■ **Material for this exercise**

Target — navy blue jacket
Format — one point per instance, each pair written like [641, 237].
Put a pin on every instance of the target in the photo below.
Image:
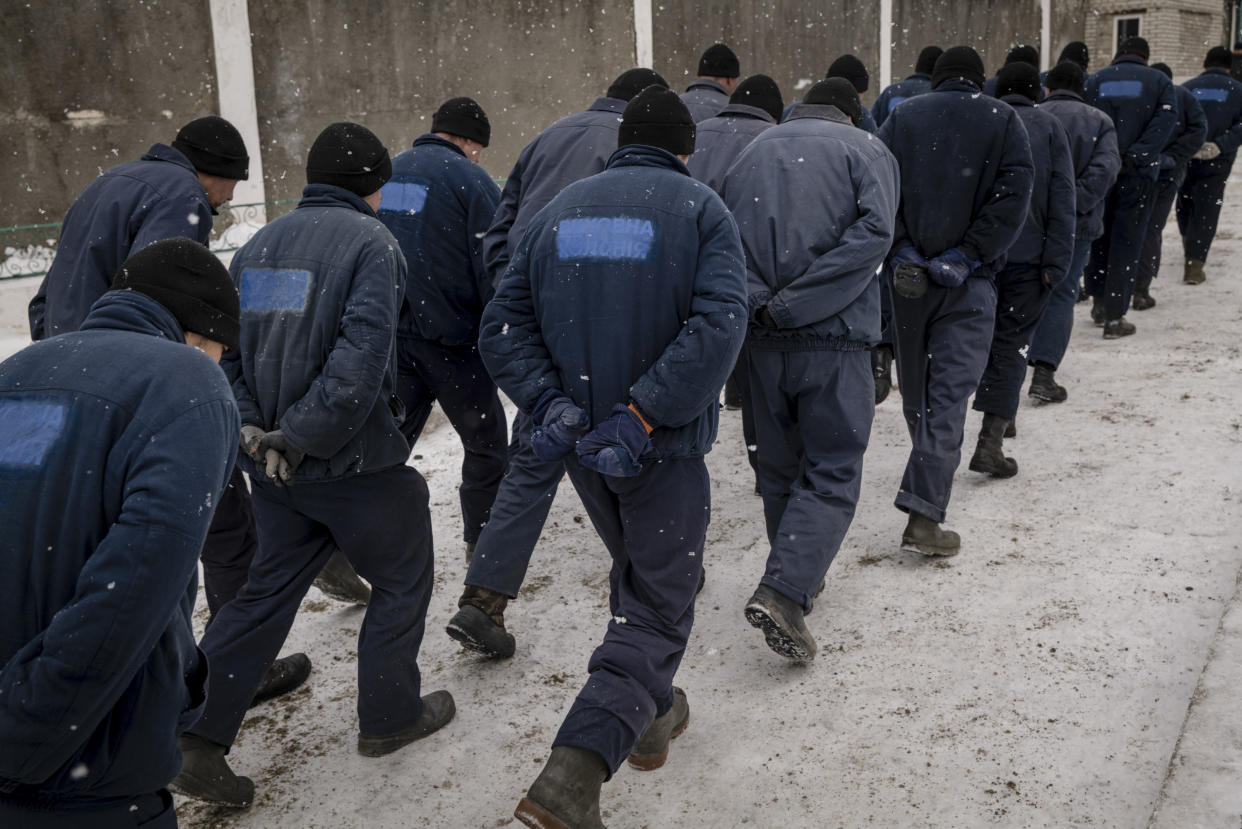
[1187, 136]
[630, 286]
[570, 149]
[815, 200]
[1221, 98]
[1047, 238]
[894, 93]
[118, 214]
[937, 138]
[437, 205]
[1097, 162]
[704, 98]
[321, 290]
[718, 141]
[116, 441]
[1143, 106]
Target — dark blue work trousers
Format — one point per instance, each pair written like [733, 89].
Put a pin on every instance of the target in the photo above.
[456, 377]
[812, 415]
[1114, 260]
[1021, 296]
[518, 515]
[383, 525]
[1051, 336]
[1199, 205]
[653, 526]
[942, 342]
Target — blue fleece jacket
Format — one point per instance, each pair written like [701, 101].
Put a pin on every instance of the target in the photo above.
[116, 441]
[630, 286]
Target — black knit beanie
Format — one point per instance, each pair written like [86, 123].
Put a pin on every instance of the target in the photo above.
[352, 157]
[188, 280]
[1219, 57]
[959, 62]
[462, 117]
[214, 147]
[1068, 76]
[1024, 54]
[836, 92]
[631, 82]
[927, 60]
[851, 68]
[1076, 52]
[719, 62]
[1137, 46]
[760, 91]
[657, 117]
[1019, 78]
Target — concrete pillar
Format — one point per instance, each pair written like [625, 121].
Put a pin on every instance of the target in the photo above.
[235, 86]
[643, 35]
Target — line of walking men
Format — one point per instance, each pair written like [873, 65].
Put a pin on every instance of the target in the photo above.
[640, 254]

■ **Written problem**
Give back the whole listing as it stands, minus its pictures.

■ **Exercise response**
Target — navy blue jacket
Format — one point per instance, each pair written like [641, 237].
Put a pin on every instance of the target in the photo below.
Image:
[1187, 136]
[630, 286]
[570, 149]
[815, 200]
[1221, 98]
[1047, 238]
[894, 93]
[118, 214]
[937, 138]
[437, 205]
[1097, 162]
[704, 98]
[321, 290]
[718, 141]
[116, 441]
[1143, 106]
Target — dark blue work trousers
Format — one point per instance, each pair written like [733, 89].
Put a pin on every instance of the target in the photo above.
[456, 377]
[812, 415]
[1114, 260]
[1021, 296]
[518, 515]
[383, 525]
[1051, 336]
[1199, 205]
[653, 526]
[942, 342]
Target — blue fleece jacket
Format — one point per instance, each pair written like [701, 101].
Put a pin on every instance of the target in the photo above.
[116, 441]
[630, 286]
Target — black knit beanie
Format — one point per instance, each pair written like [86, 123].
Put a pin on every instance of the target in the photo above.
[352, 157]
[188, 280]
[1219, 57]
[959, 62]
[462, 117]
[214, 147]
[1068, 76]
[1024, 54]
[836, 92]
[631, 82]
[927, 60]
[851, 68]
[1076, 52]
[719, 62]
[1137, 46]
[760, 91]
[657, 117]
[1019, 78]
Target — concrete pillar
Format — one point per instance, each pair written like [625, 121].
Put a pin on every instance of the target in the photo above.
[235, 86]
[643, 35]
Target — line of walking men
Format — one point per instance, each pair written like [873, 65].
Put a pin on every instance of the target in the photo above.
[640, 254]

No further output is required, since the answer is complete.